DIRECTIONS
Reproduce every line, starting at the one that contains "Could you check if any red" and ending at the last line of the data, exactly as it stands; pictures are omitted.

-*-*-

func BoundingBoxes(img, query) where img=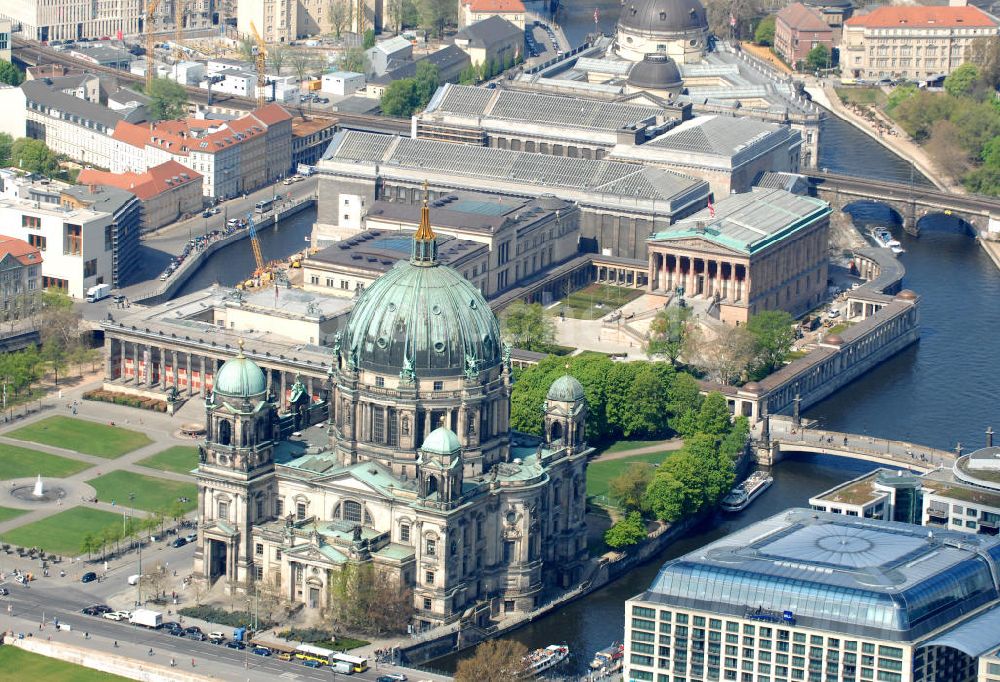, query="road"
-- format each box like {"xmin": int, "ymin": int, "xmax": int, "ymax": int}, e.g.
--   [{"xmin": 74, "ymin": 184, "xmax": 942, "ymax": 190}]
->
[
  {"xmin": 13, "ymin": 38, "xmax": 410, "ymax": 136},
  {"xmin": 0, "ymin": 578, "xmax": 450, "ymax": 682}
]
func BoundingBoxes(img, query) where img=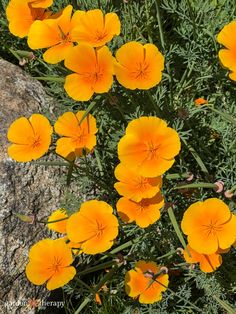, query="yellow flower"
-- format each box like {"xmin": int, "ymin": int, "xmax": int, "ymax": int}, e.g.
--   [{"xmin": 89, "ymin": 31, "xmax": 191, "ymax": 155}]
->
[
  {"xmin": 183, "ymin": 244, "xmax": 222, "ymax": 273},
  {"xmin": 28, "ymin": 5, "xmax": 82, "ymax": 64},
  {"xmin": 67, "ymin": 200, "xmax": 118, "ymax": 254},
  {"xmin": 64, "ymin": 44, "xmax": 113, "ymax": 101},
  {"xmin": 26, "ymin": 239, "xmax": 76, "ymax": 290},
  {"xmin": 125, "ymin": 261, "xmax": 169, "ymax": 304},
  {"xmin": 73, "ymin": 9, "xmax": 120, "ymax": 47},
  {"xmin": 47, "ymin": 208, "xmax": 68, "ymax": 233},
  {"xmin": 217, "ymin": 21, "xmax": 236, "ymax": 81},
  {"xmin": 114, "ymin": 163, "xmax": 162, "ymax": 202},
  {"xmin": 7, "ymin": 114, "xmax": 52, "ymax": 162},
  {"xmin": 54, "ymin": 111, "xmax": 98, "ymax": 159},
  {"xmin": 118, "ymin": 117, "xmax": 180, "ymax": 178},
  {"xmin": 6, "ymin": 0, "xmax": 52, "ymax": 38},
  {"xmin": 181, "ymin": 198, "xmax": 236, "ymax": 254},
  {"xmin": 194, "ymin": 97, "xmax": 208, "ymax": 107},
  {"xmin": 114, "ymin": 41, "xmax": 164, "ymax": 89},
  {"xmin": 116, "ymin": 192, "xmax": 164, "ymax": 228}
]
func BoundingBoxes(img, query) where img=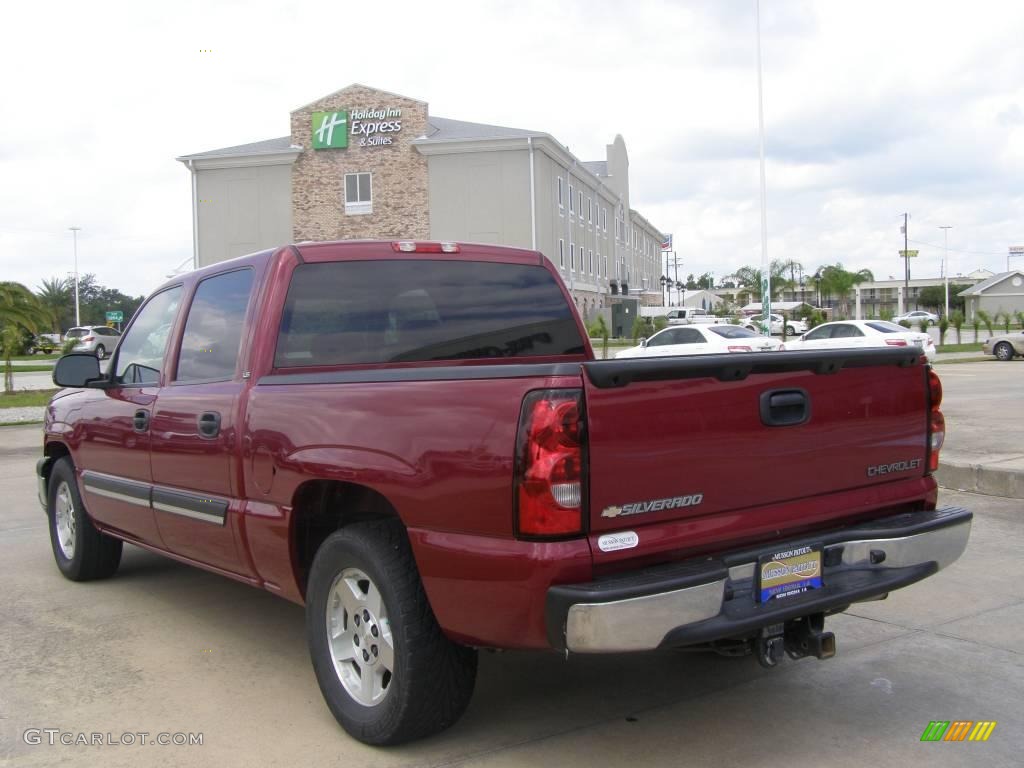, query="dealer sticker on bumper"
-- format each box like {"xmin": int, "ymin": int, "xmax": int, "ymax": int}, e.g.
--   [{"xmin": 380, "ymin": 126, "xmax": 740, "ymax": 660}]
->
[{"xmin": 758, "ymin": 547, "xmax": 821, "ymax": 603}]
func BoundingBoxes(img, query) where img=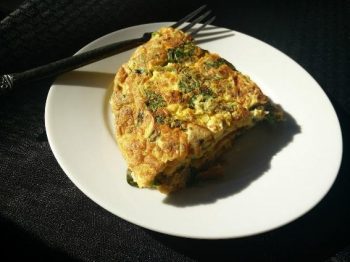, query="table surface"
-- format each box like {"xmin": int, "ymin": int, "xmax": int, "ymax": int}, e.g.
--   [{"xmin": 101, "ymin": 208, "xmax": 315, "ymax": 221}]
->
[{"xmin": 0, "ymin": 0, "xmax": 350, "ymax": 261}]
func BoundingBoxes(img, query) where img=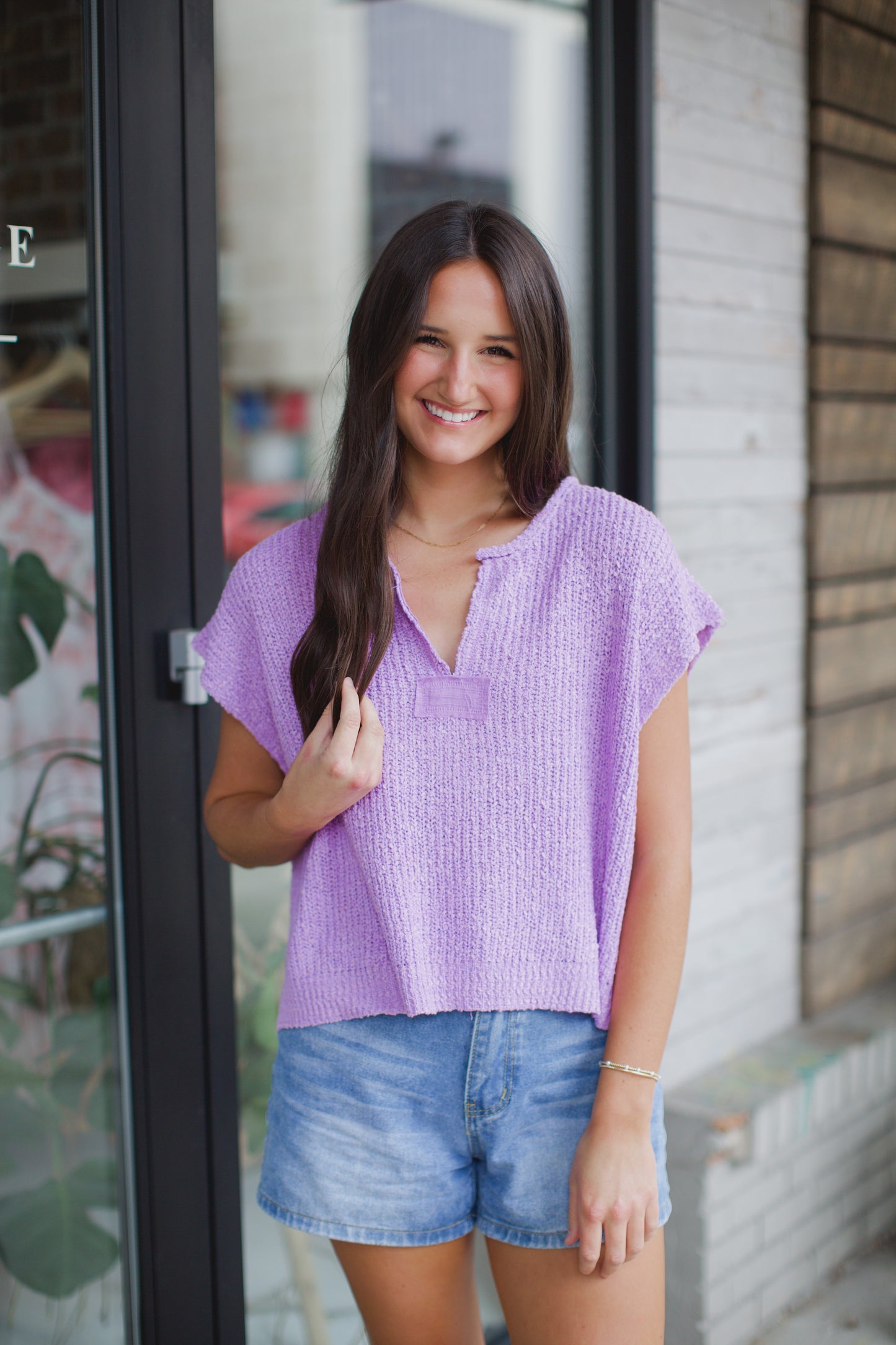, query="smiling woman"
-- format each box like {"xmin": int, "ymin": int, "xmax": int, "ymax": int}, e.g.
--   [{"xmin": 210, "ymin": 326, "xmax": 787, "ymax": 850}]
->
[{"xmin": 195, "ymin": 200, "xmax": 721, "ymax": 1345}]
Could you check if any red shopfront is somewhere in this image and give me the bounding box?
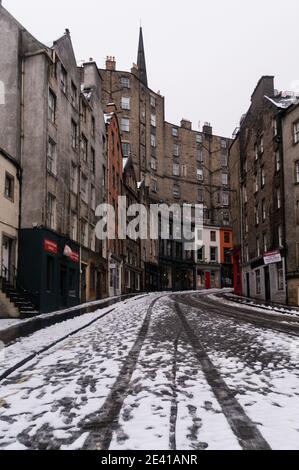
[18,229,80,313]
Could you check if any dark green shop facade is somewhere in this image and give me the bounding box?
[18,228,80,313]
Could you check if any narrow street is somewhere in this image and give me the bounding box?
[0,291,299,450]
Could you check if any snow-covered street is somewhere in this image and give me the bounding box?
[0,291,299,450]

-*-*-

SOLUTION TO THIS EXERCISE
Could you check if any red shopfront is somewhere in this image and give me the bounding box?
[18,229,80,313]
Could you check if any dark green shop facade is somewhere in this image and give me the bounding box?
[18,228,80,313]
Could you check if any narrow street is somewhere in this image and give me the bounding box?
[0,291,299,450]
Could you check if any snow-covered street is somewhere in this image and give me the bounding box?
[0,291,299,450]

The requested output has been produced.